§ ТЕКСТ ЗАДАНИЯ
Выведите без изменений строки записей от строки с «find the balcony railing» до конца записей, включая обе границы.

Записи набора данных с указанием точек
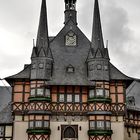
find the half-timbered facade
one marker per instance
(70, 91)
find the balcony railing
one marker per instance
(55, 107)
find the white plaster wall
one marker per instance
(20, 131)
(118, 131)
(56, 134)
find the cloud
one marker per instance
(19, 23)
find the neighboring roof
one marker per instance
(24, 74)
(6, 115)
(133, 92)
(5, 96)
(116, 74)
(5, 105)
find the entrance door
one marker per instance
(69, 132)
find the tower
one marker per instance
(70, 90)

§ РЕЗУЛЬТАТ ВЫПОЛНЕНИЯ
find the balcony railing
one marker per instance
(55, 107)
find the white plaster wall
one marker per instance
(20, 131)
(118, 131)
(56, 134)
find the cloud
one marker per instance
(19, 23)
find the neighboring roof
one marker per instance
(24, 74)
(6, 115)
(133, 92)
(5, 96)
(116, 74)
(5, 105)
find the entrance door
one marker per instance
(69, 132)
find the tower
one marker per instance
(70, 90)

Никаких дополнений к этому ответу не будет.